++++ Selection

Yesterday could not have been more marvelous. Oh, San
Francisco friends ~ How I miss you!!! And how I don’t realize it until I see
you.
Having lived in SF for almost 5 years before moving here to
Oakland, I had the (I can’t even think of the proper word – I don’t think I
know it) intensely fulfilling and soul-affirming opportunity to meet and grow with a pack of women. Many of my
desperately favorites were at my friend’s Memorial Day bbq event yesterday.
The feeling of guts relaxing, smiles expanding, hearts sighing, that’s how it was. I can’t stand it.
But I could, and I did. I was there, and present, and
helped, and talked, and listened, and laughed, and sun-baked (beneath a
generous layer of SPF), and hammocked, and cherry picked, and peach picked, and
dribbled little lines of peach juice down my chin, and made children laugh, and
they made me laugh, and caught up, and shared, and understood, and was
understood. Oh, this family gathering. This is my family, part of it anyway.
And how good it was to be back with them.
So many things have changed. The children are bigger. One is
moving to Japan. One got braces. One got certified. How many things change when
we aren’t looking – or in communication.
The phone works, sure. The bridge works, sure. But how me
and this particular group of women met, and shared, and grew, it was in person.
It was by witnessing monumental and incremental growth over weeks and weeks
which became years and years.
Yes, I’m feeling a little sappy. But I can’t help it. I love
them. And, they love me. This is a section of people who know me in a way few
do, who have witnessed my own growth and change, and who like me, accept me,
are fond of me. As I do them. What a miraculous gift. What a fucking gift.

++++++++
++++ Collected material

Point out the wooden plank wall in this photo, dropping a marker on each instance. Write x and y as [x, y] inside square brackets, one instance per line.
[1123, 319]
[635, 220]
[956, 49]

++++++++

## Problem details
Do these statements agree with the post about the Memorial Day bbq? For each, answer yes or no and quote the deciding words. (a) The writer lived in San Francisco for more than five years before moving to Oakland. (b) One of the children is moving to Japan. (c) The writer sun-baked without any sunscreen. The material isn't needed for this.

## Task output
(a) No: "Having lived in SF for almost 5 years before moving here to Oakland"
(b) Yes: "One is moving to Japan."
(c) No: "sun-baked (beneath a generous layer of SPF)"